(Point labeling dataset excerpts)

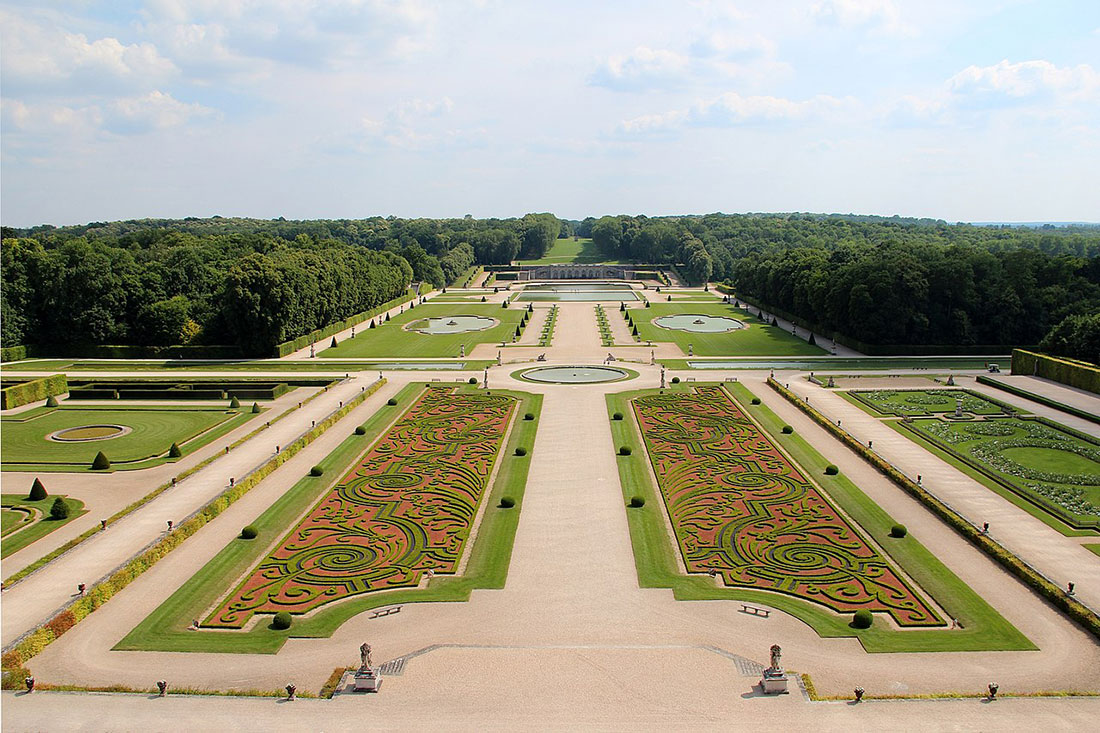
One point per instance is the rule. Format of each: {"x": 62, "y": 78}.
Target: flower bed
{"x": 741, "y": 510}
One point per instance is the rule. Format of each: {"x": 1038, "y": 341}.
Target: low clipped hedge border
{"x": 1066, "y": 371}
{"x": 147, "y": 498}
{"x": 1011, "y": 389}
{"x": 103, "y": 590}
{"x": 332, "y": 329}
{"x": 1074, "y": 609}
{"x": 12, "y": 353}
{"x": 24, "y": 393}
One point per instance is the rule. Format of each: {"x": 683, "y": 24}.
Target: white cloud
{"x": 732, "y": 109}
{"x": 42, "y": 58}
{"x": 877, "y": 14}
{"x": 153, "y": 111}
{"x": 1026, "y": 80}
{"x": 644, "y": 68}
{"x": 1035, "y": 88}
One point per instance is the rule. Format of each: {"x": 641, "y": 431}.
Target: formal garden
{"x": 28, "y": 517}
{"x": 746, "y": 335}
{"x": 425, "y": 331}
{"x": 393, "y": 529}
{"x": 72, "y": 438}
{"x": 732, "y": 483}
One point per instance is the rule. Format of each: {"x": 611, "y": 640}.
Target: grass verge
{"x": 983, "y": 627}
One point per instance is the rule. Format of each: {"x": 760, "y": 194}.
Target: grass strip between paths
{"x": 1058, "y": 598}
{"x": 103, "y": 590}
{"x": 165, "y": 630}
{"x": 656, "y": 561}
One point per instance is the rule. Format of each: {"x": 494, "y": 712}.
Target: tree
{"x": 59, "y": 510}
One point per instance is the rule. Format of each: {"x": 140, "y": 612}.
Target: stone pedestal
{"x": 774, "y": 681}
{"x": 366, "y": 680}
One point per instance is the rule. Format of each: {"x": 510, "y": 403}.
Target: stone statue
{"x": 364, "y": 655}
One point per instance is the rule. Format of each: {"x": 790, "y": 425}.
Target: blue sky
{"x": 976, "y": 111}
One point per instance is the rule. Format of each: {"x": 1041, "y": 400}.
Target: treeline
{"x": 248, "y": 291}
{"x": 924, "y": 294}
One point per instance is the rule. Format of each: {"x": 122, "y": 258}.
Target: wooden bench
{"x": 385, "y": 612}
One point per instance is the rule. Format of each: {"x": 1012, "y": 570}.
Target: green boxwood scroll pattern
{"x": 741, "y": 510}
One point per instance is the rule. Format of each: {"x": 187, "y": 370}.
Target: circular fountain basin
{"x": 575, "y": 374}
{"x": 86, "y": 433}
{"x": 452, "y": 325}
{"x": 699, "y": 324}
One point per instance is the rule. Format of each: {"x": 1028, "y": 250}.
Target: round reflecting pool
{"x": 575, "y": 374}
{"x": 699, "y": 324}
{"x": 452, "y": 325}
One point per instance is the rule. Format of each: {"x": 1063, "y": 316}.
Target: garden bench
{"x": 385, "y": 612}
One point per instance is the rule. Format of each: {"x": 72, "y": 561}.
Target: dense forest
{"x": 253, "y": 283}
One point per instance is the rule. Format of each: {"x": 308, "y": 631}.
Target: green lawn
{"x": 836, "y": 363}
{"x": 23, "y": 527}
{"x": 758, "y": 339}
{"x": 153, "y": 430}
{"x": 392, "y": 339}
{"x": 70, "y": 365}
{"x": 1046, "y": 465}
{"x": 983, "y": 628}
{"x": 166, "y": 627}
{"x": 567, "y": 251}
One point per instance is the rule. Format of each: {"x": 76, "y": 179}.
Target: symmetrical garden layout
{"x": 67, "y": 438}
{"x": 741, "y": 510}
{"x": 1047, "y": 465}
{"x": 407, "y": 507}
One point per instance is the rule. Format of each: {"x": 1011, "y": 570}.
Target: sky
{"x": 983, "y": 110}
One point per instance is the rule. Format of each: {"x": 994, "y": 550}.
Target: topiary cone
{"x": 37, "y": 491}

▸ **WHAT THE EXERCISE ASKS**
Leave out the pictures and restate everything else word for word.

▸ **CORRECT RESPONSE**
One point per instance is the rule. Format of each: {"x": 62, "y": 78}.
Target: flower bed
{"x": 741, "y": 510}
One point per instance is the rule. Format of each: {"x": 1038, "y": 341}.
Target: low clipped hedge border
{"x": 1066, "y": 371}
{"x": 147, "y": 498}
{"x": 1011, "y": 389}
{"x": 103, "y": 590}
{"x": 332, "y": 329}
{"x": 1074, "y": 609}
{"x": 12, "y": 353}
{"x": 24, "y": 393}
One point per instance is the rule. Format of each: {"x": 683, "y": 24}.
Target: white cloud
{"x": 732, "y": 109}
{"x": 42, "y": 58}
{"x": 877, "y": 14}
{"x": 153, "y": 111}
{"x": 1026, "y": 80}
{"x": 644, "y": 68}
{"x": 1035, "y": 88}
One point per instance is the rule. Format of each: {"x": 641, "y": 431}.
Target: formal garden
{"x": 28, "y": 517}
{"x": 746, "y": 335}
{"x": 425, "y": 331}
{"x": 393, "y": 529}
{"x": 72, "y": 438}
{"x": 732, "y": 483}
One point per instance is the rule. Format of each: {"x": 611, "y": 640}.
Target: grass verge
{"x": 983, "y": 627}
One point per instance is the rule. Format of each: {"x": 760, "y": 194}.
Target: grass strip between paths
{"x": 1058, "y": 598}
{"x": 103, "y": 590}
{"x": 165, "y": 630}
{"x": 656, "y": 561}
One point per instance is the rule. Format of each: {"x": 494, "y": 712}.
Target: tree
{"x": 59, "y": 510}
One point per instance is the rule. Format of each: {"x": 140, "y": 612}.
Target: stone pedestal
{"x": 774, "y": 681}
{"x": 366, "y": 680}
One point per instance is the rule. Format of each: {"x": 510, "y": 403}.
Target: stone statue
{"x": 364, "y": 655}
One point per instance is the rule. Format of each: {"x": 790, "y": 425}.
Target: blue sky
{"x": 976, "y": 111}
One point per instance is the rule. Format of each: {"x": 1041, "y": 400}.
Target: treeline
{"x": 248, "y": 291}
{"x": 924, "y": 294}
One point per instance is the rule. Format of each: {"x": 122, "y": 258}.
Target: wooden bench
{"x": 385, "y": 612}
One point per instance is the rule. Format of each: {"x": 1012, "y": 570}.
Target: green boxwood scroll pattern
{"x": 741, "y": 510}
One point per instance is the rule. Format of each: {"x": 187, "y": 370}.
Target: circular fountain basin
{"x": 575, "y": 374}
{"x": 86, "y": 433}
{"x": 452, "y": 325}
{"x": 699, "y": 324}
One point per instance is the rule. Format of each: {"x": 1028, "y": 250}.
Target: round reflecting pool
{"x": 575, "y": 374}
{"x": 699, "y": 324}
{"x": 452, "y": 325}
One point per instance is the rule. Format of each: {"x": 1063, "y": 316}.
Target: garden bench
{"x": 385, "y": 612}
One point per instance is the rule. Format of each: {"x": 72, "y": 561}.
Target: dense forest
{"x": 253, "y": 283}
One point per instance is the rule. Format of each: {"x": 308, "y": 631}.
Target: green lawn
{"x": 836, "y": 363}
{"x": 23, "y": 527}
{"x": 758, "y": 339}
{"x": 153, "y": 430}
{"x": 392, "y": 339}
{"x": 70, "y": 365}
{"x": 1046, "y": 465}
{"x": 983, "y": 628}
{"x": 166, "y": 627}
{"x": 567, "y": 251}
One point per instance is the rule. Format of each: {"x": 76, "y": 179}.
Target: symmetrical garden layout
{"x": 67, "y": 438}
{"x": 741, "y": 510}
{"x": 1047, "y": 465}
{"x": 407, "y": 507}
One point per instance is the rule. Format of each: {"x": 1011, "y": 570}.
Target: sky
{"x": 983, "y": 110}
One point per instance is the rule. Format of each: {"x": 994, "y": 550}.
Target: topiary cone
{"x": 37, "y": 491}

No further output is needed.